**Stored rows**.
○ ○ ○ ○

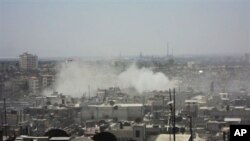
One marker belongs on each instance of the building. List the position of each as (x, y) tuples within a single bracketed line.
[(119, 111), (47, 81), (28, 61), (34, 85)]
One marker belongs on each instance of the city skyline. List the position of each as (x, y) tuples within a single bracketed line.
[(97, 28)]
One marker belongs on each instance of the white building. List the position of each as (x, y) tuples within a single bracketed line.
[(28, 61), (47, 81), (119, 111), (34, 85)]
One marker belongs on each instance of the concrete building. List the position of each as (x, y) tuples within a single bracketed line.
[(119, 111), (28, 61), (47, 81), (34, 85)]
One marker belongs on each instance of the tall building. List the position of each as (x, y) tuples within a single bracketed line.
[(28, 61), (47, 81), (34, 86)]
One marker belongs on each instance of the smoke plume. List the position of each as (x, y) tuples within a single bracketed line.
[(78, 78)]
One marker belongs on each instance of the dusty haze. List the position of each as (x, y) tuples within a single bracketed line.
[(74, 78)]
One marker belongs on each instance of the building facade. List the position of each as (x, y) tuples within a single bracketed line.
[(28, 61)]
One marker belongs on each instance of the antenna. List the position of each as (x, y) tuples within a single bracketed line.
[(167, 49)]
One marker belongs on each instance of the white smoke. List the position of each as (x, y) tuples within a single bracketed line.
[(77, 78), (144, 79)]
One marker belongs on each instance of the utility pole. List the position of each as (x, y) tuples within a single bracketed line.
[(190, 126), (5, 117), (171, 111), (174, 113), (89, 91)]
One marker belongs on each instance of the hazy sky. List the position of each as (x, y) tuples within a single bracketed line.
[(68, 28)]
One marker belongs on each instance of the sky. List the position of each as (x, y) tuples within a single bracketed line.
[(78, 28)]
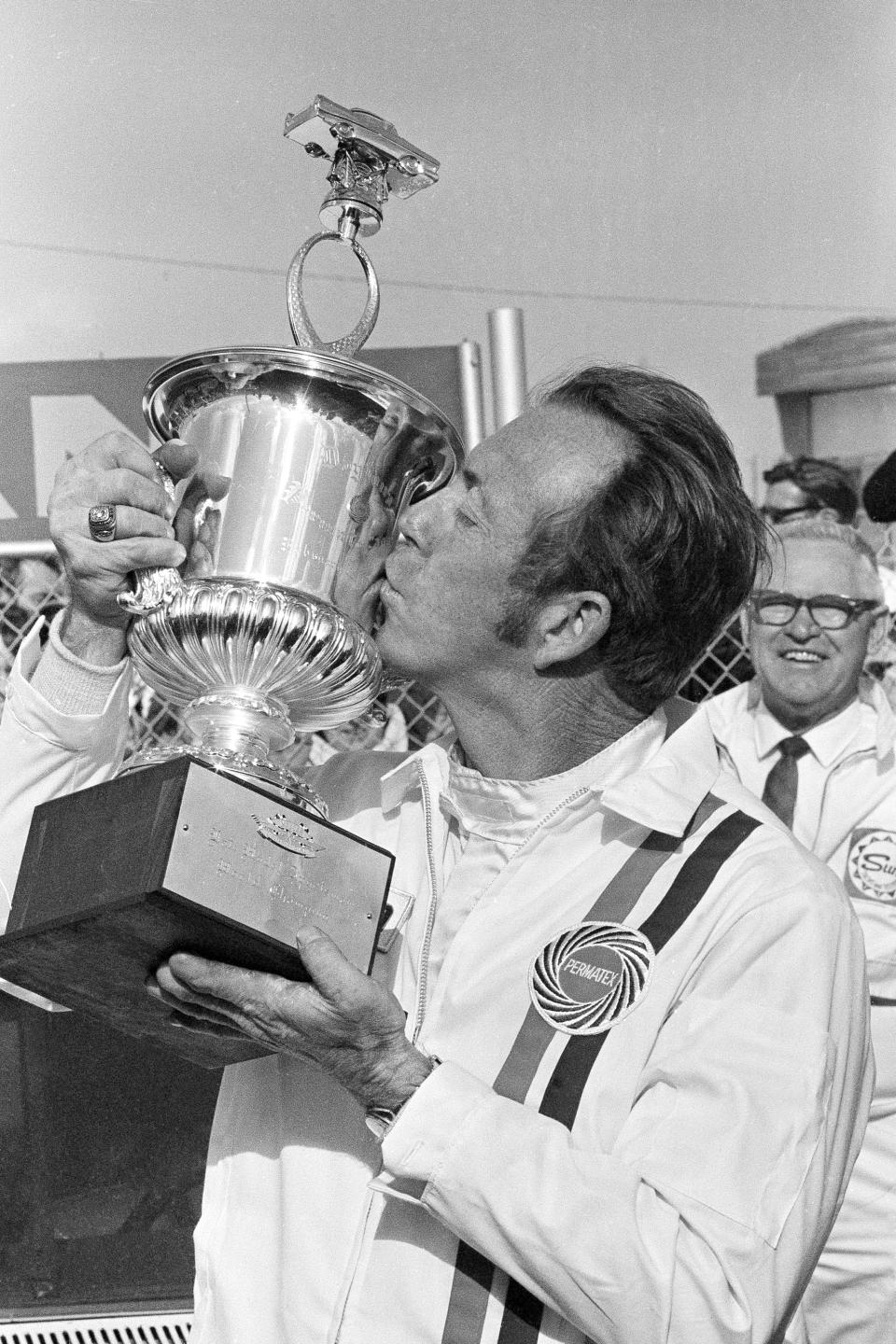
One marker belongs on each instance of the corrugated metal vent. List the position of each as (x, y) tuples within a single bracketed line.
[(107, 1329)]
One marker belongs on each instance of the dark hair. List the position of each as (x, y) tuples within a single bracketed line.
[(670, 539), (823, 484)]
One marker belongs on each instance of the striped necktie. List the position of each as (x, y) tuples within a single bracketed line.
[(780, 785)]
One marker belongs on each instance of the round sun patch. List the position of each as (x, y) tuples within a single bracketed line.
[(871, 866)]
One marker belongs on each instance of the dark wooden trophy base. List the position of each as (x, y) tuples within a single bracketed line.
[(179, 858)]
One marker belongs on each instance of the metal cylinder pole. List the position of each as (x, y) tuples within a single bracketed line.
[(469, 362), (508, 363)]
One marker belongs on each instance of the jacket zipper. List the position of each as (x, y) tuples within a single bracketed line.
[(853, 756), (422, 971), (424, 962)]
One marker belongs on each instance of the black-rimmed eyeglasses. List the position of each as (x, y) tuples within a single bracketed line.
[(780, 515), (828, 610)]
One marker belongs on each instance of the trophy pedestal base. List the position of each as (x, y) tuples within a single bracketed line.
[(179, 858)]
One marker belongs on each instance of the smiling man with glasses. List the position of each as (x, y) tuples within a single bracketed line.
[(814, 738)]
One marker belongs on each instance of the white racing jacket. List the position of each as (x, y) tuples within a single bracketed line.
[(670, 1179)]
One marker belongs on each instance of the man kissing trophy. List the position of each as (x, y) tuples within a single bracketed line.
[(302, 463)]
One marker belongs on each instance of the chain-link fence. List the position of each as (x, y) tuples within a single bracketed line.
[(33, 585)]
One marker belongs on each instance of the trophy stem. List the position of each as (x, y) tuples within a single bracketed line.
[(234, 720)]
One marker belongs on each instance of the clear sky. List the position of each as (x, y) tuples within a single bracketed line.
[(679, 185)]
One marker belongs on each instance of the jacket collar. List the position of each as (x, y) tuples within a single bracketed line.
[(664, 793), (869, 693)]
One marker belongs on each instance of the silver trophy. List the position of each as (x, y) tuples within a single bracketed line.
[(305, 461), (259, 637)]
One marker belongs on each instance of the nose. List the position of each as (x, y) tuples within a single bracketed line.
[(802, 626), (424, 519)]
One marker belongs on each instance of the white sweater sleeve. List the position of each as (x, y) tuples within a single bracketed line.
[(46, 751)]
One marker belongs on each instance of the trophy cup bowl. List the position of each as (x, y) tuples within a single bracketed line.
[(256, 638), (305, 460)]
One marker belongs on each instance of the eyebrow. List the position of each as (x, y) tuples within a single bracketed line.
[(473, 479)]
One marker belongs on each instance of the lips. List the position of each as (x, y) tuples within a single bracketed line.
[(807, 657)]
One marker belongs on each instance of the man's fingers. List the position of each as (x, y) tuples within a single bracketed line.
[(119, 449), (177, 458), (332, 973), (125, 555)]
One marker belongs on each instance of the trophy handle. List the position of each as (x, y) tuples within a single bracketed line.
[(153, 588), (303, 332)]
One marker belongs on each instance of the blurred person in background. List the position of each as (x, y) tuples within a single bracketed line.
[(583, 1094), (814, 738), (804, 487)]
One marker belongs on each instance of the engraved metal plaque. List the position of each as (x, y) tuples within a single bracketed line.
[(179, 858)]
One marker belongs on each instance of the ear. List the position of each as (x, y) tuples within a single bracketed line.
[(877, 635), (567, 626)]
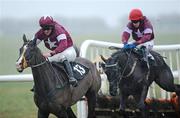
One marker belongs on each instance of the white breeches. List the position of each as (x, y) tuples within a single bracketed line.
[(149, 46), (69, 54)]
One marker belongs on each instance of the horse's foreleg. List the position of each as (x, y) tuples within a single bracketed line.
[(141, 105), (42, 114)]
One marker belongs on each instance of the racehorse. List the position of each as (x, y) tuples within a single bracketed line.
[(125, 69), (53, 93)]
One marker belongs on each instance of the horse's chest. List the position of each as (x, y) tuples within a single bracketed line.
[(47, 105)]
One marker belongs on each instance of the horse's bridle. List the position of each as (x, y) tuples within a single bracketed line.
[(24, 61)]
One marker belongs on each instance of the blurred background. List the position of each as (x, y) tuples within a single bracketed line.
[(84, 19)]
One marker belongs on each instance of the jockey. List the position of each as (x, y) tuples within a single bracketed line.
[(142, 33), (59, 42)]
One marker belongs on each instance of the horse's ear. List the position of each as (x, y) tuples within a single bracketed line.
[(105, 60), (24, 38)]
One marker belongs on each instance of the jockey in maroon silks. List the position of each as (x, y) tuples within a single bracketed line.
[(59, 42), (142, 33)]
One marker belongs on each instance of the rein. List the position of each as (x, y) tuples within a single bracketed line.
[(37, 65), (132, 69)]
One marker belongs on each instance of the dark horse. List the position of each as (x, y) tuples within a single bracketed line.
[(53, 93), (133, 76)]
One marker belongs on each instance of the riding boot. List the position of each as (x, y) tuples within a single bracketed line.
[(113, 88), (72, 80)]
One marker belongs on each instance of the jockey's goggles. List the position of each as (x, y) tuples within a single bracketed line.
[(46, 27)]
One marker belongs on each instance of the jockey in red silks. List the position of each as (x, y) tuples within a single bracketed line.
[(59, 42), (142, 33)]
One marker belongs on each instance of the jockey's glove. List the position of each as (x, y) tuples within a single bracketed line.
[(129, 46)]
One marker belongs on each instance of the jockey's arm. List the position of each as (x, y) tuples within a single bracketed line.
[(62, 38), (146, 37), (125, 37)]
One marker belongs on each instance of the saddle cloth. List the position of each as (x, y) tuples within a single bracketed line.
[(79, 70)]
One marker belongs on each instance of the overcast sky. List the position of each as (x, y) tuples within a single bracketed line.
[(109, 10)]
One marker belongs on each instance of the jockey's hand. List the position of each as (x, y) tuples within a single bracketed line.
[(129, 46), (47, 54)]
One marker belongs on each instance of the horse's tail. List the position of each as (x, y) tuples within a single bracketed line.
[(77, 50)]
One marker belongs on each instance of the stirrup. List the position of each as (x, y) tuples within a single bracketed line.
[(73, 81)]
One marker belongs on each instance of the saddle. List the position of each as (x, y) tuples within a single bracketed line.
[(79, 70)]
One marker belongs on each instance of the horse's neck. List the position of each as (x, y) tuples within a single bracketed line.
[(45, 78)]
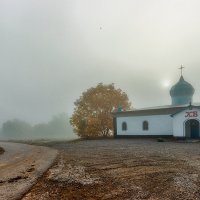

○ ○ ○ ○

Recast all of the material above as a JSON list of strings, with one string for each line and no entries for blank lines. Leave the pictures out of the list.

[
  "One marker belongs on each instance of the building. List the position of each as (x, y) tuples within a single bracketed line.",
  "[(119, 111), (47, 81), (28, 61), (34, 85)]",
  "One marker belongs on each instance of the city skyline. List the position of each as (x, y) tuples within a single bracketed line.",
  "[(97, 28)]",
  "One marker belongs on each instance of the white building. List the position of each as (x, y) tuples within a single bracketed line.",
  "[(28, 61), (47, 81), (119, 111), (34, 85)]",
  "One marker belongs on each instance of the concrete building. List the position of each as (x, y) tuples within a single bracketed line.",
  "[(119, 111), (28, 61), (47, 81), (34, 85)]",
  "One marker belongs on each instance of the tall building. List the position of each as (x, y) tuples within a single bracketed line.",
  "[(28, 61), (47, 81), (34, 86)]",
  "One marker belongs on each instance of the smoke plume. List the position of each as (x, y) tuples within a single bracketed line.",
  "[(78, 78)]",
  "One marker belongs on each instance of the dusty haze. List the position of each as (x, y) tuples within a single bracketed line.",
  "[(74, 78)]",
  "One marker belongs on each instance of the building facade. List the position of each as (x, y) tuples within a single bracketed line.",
  "[(28, 61)]",
  "One marker belongs on each instance of the antenna. List the position of each as (x, y) tuples within a single bracketed line.",
  "[(167, 49)]",
  "One marker belongs on each instance of the white smoke. List the position of each as (x, y) tuples within a single bracketed line.",
  "[(77, 78), (144, 79)]",
  "One marker belongs on each instance of the utility pole. List the position of each as (x, y) tuples within a single bracketed line.",
  "[(190, 126), (5, 117), (171, 111), (174, 113), (89, 91)]",
  "One marker belongs on each instance of the hazy sky. List the position of each as (x, y) tuples within a single bracketed line.",
  "[(68, 28)]",
  "One marker belongs on each instance of the sky. List the position of each as (x, y) tuples within a single bracketed line.",
  "[(78, 28)]",
  "One marker belongs on each instance of the corrugated metal vent. List the position of each as (x, y) tuples within a single bracketed line.",
  "[(107, 1329)]",
  "One marker belongs on each instance of the dark hair. List the position of each as (x, y) tuples within a single bracketed line.",
  "[(670, 539), (823, 484)]",
  "One marker belongs on each instance of the striped necktie. List the position of each as (x, y) tuples within a single bracketed line.",
  "[(780, 785)]",
  "One marker belongs on each instance of the round sun patch. List the position of each as (x, y) tuples within a single bracketed line.",
  "[(871, 866)]",
  "One marker belongs on each instance of the dark wooden trophy base. List the position of each as (x, y) tuples within a single bracketed line.",
  "[(179, 858)]",
  "One marker belongs on each instance of the metal cylinder pole. List the position of each as (x, y) tuples within a single bracketed line.",
  "[(469, 362), (508, 363)]",
  "One marker belongs on each instance of the jacket zipper. List the position of each as (x, y) tuples within a single bracketed line.",
  "[(853, 756), (422, 971), (424, 962)]",
  "One marker belongs on each instance of the black-rimmed eyeglasses. List the position of each as (x, y) tuples within a single bracketed line.",
  "[(780, 515), (828, 610)]",
  "One marker belongs on each instance of the trophy pedestal base. List the position of each as (x, y) tuples within a single bracketed line.",
  "[(179, 858)]",
  "One marker belongs on each instance of the smiling man with glasses. List the position of each as (x, y) tuples within a single bracketed line.",
  "[(814, 738)]",
  "One marker belongs on each instance of the white racing jacket. List the position of each as (x, y) tuples within a single bracketed line.",
  "[(670, 1179)]",
  "One marker belongs on each instance of the man kissing trophy. List the position of each as (x, y) tuples within a single bracketed line.",
  "[(302, 463)]",
  "One marker belongs on each instance of the chain-link fence. List the position of each as (x, y) tuples within a single bracketed line.",
  "[(33, 585)]",
  "One marker belongs on each instance of the trophy stem. List the position of each as (x, y) tuples within a single bracketed line.",
  "[(234, 720)]",
  "One marker belongs on each instance of the clear sky. List the position of each as (x, y) tuples within a single bracketed line.",
  "[(679, 185)]",
  "One marker belongs on each instance of the jacket collar. List the position of each as (x, y) tuples within a single bracketed line.",
  "[(664, 793), (869, 693)]",
  "One marker belongs on each instance of the silver trophy. List the position of each as (x, y) tuples within a single bracketed line.",
  "[(305, 461), (259, 637)]",
  "One marker belongs on each instance of the nose. List the position of each as (x, y) tuples within a single bracketed line.",
  "[(802, 626), (424, 519)]",
  "One marker belongs on each instance of the white sweater sleeve. List the position of each as (x, y) tuples within a single bracketed line.",
  "[(46, 751)]",
  "One marker belongs on each instance of the trophy cup bowl. List the position of each as (x, y) tuples within a single bracketed line.",
  "[(256, 638), (305, 460)]",
  "One marker belongs on each instance of the eyebrow. List the position of each as (x, y) tuples within a single bracketed line.",
  "[(473, 479)]",
  "One marker belongs on each instance of the lips. List the position of each as (x, y) tuples within a single bracketed line.",
  "[(807, 657)]",
  "One marker belongs on each instance of the man's fingers. List the position of each as (x, y) tuples within a single bracketed line.",
  "[(119, 449), (177, 458), (332, 973), (125, 555)]",
  "One marker belongs on each instance of the trophy handle. List the position of each as (x, y) tuples within a single bracketed line.",
  "[(153, 588), (303, 332)]",
  "One marker belongs on each instance of the blurred person in background. List the position of each as (x, y) tuples within a single bracketed line.",
  "[(583, 1094), (814, 738), (804, 487)]",
  "One marker belongs on each instance of the engraved metal plaque. List the position of each as (x, y) tuples within a single bracketed line.",
  "[(179, 858)]",
  "One marker belongs on each instance of the ear. List the position of each as (x, y) tuples within a single bracketed line.",
  "[(877, 635), (567, 626)]",
  "One marker belongs on each instance of the white breeches. List the position of each as (x, y) tuples within a single bracketed line.",
  "[(149, 46), (69, 54)]",
  "One marker belongs on each instance of the horse's foreleg. List the position of each as (x, y) tuples within a single bracketed line.",
  "[(141, 105), (42, 114)]",
  "One marker belongs on each instance of the racehorse. List the position of each as (x, y) tuples within a single bracketed line.",
  "[(125, 69), (53, 93)]",
  "One marker belongs on each instance of the horse's chest. List the position of each as (x, y) tuples within a single bracketed line.",
  "[(47, 105)]",
  "One marker belongs on each instance of the horse's bridle. List the position of each as (x, y) tuples within a single bracketed line.",
  "[(24, 61)]",
  "One marker belongs on each instance of the blurred background. List the position of each as (x, y) tuples within a single bracketed line.",
  "[(84, 19)]",
  "One marker belongs on each instance of the jockey. List the position of each as (x, y) tuples within a single bracketed line.",
  "[(142, 33), (59, 42)]",
  "One marker belongs on each instance of the horse's ear. List the position of each as (x, y) tuples within a single bracketed line.",
  "[(105, 60), (24, 38)]",
  "One marker belongs on each instance of the jockey in maroon silks. List the position of each as (x, y) tuples within a single bracketed line.",
  "[(59, 42), (142, 33)]",
  "One marker belongs on each instance of the rein. List the position of each as (x, y) tuples within a single bracketed line.",
  "[(37, 65), (132, 69)]",
  "One marker belongs on each instance of the dark horse. List the position of each as (x, y) tuples within a single bracketed line.",
  "[(53, 93), (133, 76)]",
  "One marker belongs on each instance of the riding boot. List the position of each as (x, y) tuples within a single bracketed line.",
  "[(113, 88), (72, 80)]",
  "One marker belongs on each instance of the jockey's goggles. List the position of each as (x, y) tuples within a single bracketed line.",
  "[(46, 27)]",
  "One marker belongs on each instance of the jockey in red silks. List the position of each as (x, y) tuples within a single bracketed line.",
  "[(59, 42), (142, 33)]",
  "One marker belongs on each instance of the jockey's glove. List the position of each as (x, y) tuples within a single bracketed line.",
  "[(129, 46)]",
  "One marker belongs on each instance of the jockey's arm. List the position of each as (x, y) tuples within a single bracketed line.",
  "[(62, 38), (146, 37), (125, 37)]",
  "One marker belongs on each instance of the saddle cloth. List the position of each as (x, y) tuples within a single bracketed line.",
  "[(79, 70)]",
  "One marker belongs on each instance of the overcast sky. List the position of each as (x, y) tuples within a single bracketed line.",
  "[(109, 10)]",
  "One marker belongs on each instance of the jockey's hand. List the position of each as (x, y) tuples within a single bracketed line.",
  "[(129, 46), (47, 54)]",
  "One marker belongs on each instance of the horse's tail. List the position of each as (x, y) tuples within a single bracketed line.",
  "[(77, 50)]",
  "One marker belongs on each instance of the stirrup. List the position of each as (x, y) tuples within a single bracketed line.",
  "[(73, 81)]",
  "One marker belongs on each instance of the saddle. List the position of each as (x, y) tuples within a single bracketed line.",
  "[(79, 70)]",
  "One marker belongs on each instance of the horse's neck. List the position of each as (x, y) tuples within a single bracketed line.",
  "[(45, 78)]"
]